(What is needed):
Among the entries, find the lines with the string "water" and report them.
══ Supplied material
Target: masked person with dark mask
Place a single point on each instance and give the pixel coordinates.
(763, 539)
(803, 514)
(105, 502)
════
══ Supplied material
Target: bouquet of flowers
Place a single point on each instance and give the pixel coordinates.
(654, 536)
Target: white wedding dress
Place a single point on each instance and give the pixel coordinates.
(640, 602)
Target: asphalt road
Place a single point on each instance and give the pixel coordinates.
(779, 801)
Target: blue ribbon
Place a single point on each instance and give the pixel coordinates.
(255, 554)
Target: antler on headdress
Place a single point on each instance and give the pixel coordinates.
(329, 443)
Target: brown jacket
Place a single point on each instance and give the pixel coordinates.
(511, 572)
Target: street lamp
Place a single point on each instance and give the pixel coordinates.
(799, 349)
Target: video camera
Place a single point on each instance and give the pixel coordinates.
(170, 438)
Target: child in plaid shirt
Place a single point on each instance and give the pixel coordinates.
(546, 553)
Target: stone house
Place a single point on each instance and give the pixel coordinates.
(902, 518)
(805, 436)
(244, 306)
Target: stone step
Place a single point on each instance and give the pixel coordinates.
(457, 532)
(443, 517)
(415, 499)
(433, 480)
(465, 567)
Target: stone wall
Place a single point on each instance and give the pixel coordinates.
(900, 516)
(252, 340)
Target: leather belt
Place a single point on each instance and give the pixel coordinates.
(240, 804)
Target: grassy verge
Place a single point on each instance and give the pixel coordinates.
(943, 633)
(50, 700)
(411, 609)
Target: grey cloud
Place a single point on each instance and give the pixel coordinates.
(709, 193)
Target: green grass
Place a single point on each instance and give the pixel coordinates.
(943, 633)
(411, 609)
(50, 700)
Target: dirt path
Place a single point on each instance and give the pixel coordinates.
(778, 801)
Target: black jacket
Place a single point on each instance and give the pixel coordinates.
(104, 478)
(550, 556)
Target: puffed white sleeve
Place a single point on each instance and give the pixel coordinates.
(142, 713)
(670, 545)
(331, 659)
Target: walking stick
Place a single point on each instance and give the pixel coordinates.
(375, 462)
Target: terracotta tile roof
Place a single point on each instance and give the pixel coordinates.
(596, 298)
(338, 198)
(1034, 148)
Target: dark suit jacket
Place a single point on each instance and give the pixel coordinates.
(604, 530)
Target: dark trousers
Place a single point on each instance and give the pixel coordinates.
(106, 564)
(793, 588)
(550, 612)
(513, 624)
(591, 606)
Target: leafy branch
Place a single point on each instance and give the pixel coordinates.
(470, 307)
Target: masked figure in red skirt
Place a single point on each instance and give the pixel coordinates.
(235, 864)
════
══ Supplied material
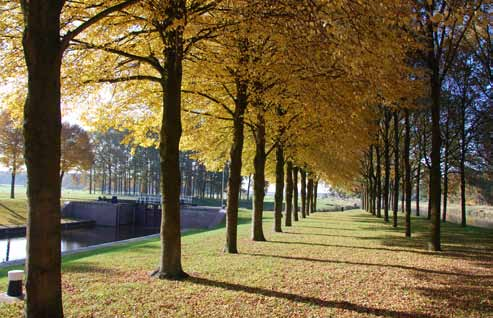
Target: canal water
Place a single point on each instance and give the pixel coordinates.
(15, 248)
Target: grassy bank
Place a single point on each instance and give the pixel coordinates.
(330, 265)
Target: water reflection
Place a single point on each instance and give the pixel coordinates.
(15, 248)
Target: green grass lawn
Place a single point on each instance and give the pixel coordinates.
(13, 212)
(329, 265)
════
(Exercise solution):
Target: canal water
Target: water reflection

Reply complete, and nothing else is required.